• **The task**
Only the number is wanted: how many lines of the data contain "blanket"?

(Records contained in a dataset)
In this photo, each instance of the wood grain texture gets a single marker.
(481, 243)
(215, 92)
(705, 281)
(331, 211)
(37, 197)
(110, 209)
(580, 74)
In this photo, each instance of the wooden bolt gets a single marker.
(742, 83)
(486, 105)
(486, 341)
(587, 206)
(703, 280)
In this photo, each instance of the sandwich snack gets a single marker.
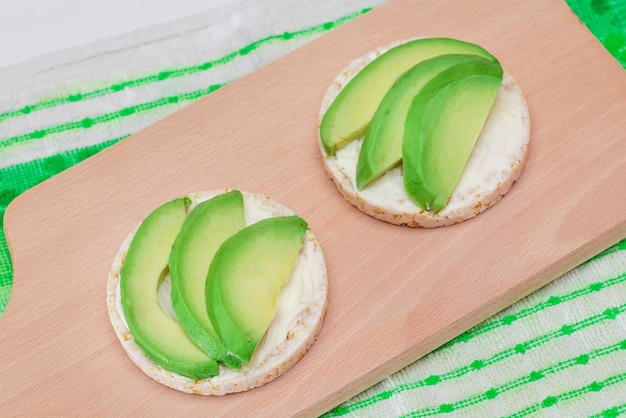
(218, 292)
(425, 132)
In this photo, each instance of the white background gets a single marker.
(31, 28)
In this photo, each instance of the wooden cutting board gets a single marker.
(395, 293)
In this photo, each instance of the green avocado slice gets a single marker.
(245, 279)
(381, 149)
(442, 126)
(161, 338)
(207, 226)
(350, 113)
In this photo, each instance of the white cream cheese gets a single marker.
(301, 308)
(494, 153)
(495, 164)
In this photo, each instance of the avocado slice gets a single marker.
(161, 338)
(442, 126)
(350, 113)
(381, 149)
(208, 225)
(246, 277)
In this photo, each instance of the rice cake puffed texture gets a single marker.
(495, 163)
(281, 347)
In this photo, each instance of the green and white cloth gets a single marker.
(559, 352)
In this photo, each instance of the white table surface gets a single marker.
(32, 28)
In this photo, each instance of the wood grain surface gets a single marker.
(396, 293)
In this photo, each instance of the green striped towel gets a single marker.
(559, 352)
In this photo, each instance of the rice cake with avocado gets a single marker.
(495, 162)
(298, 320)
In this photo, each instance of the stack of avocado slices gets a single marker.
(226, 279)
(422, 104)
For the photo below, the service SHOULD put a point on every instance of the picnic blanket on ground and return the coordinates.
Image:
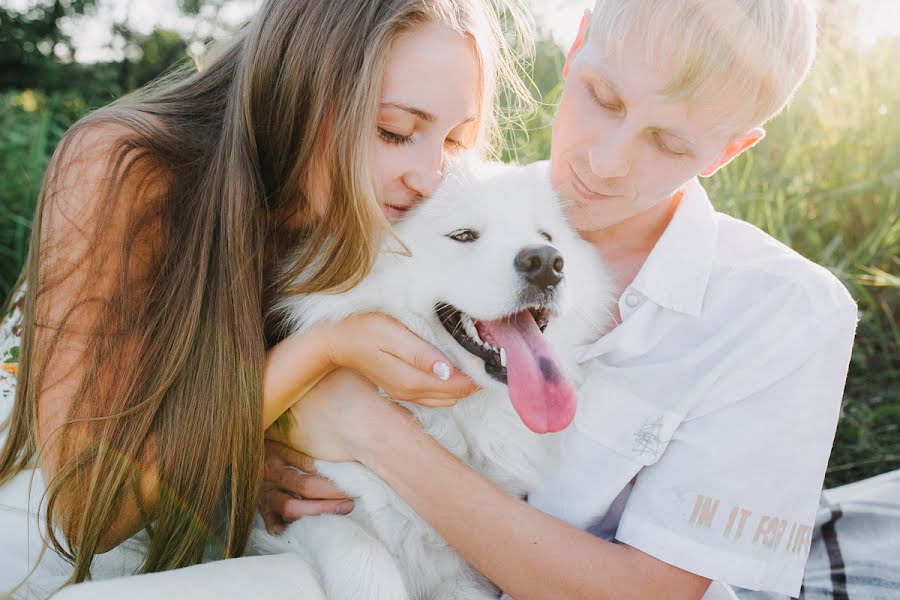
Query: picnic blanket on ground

• **Worked solution**
2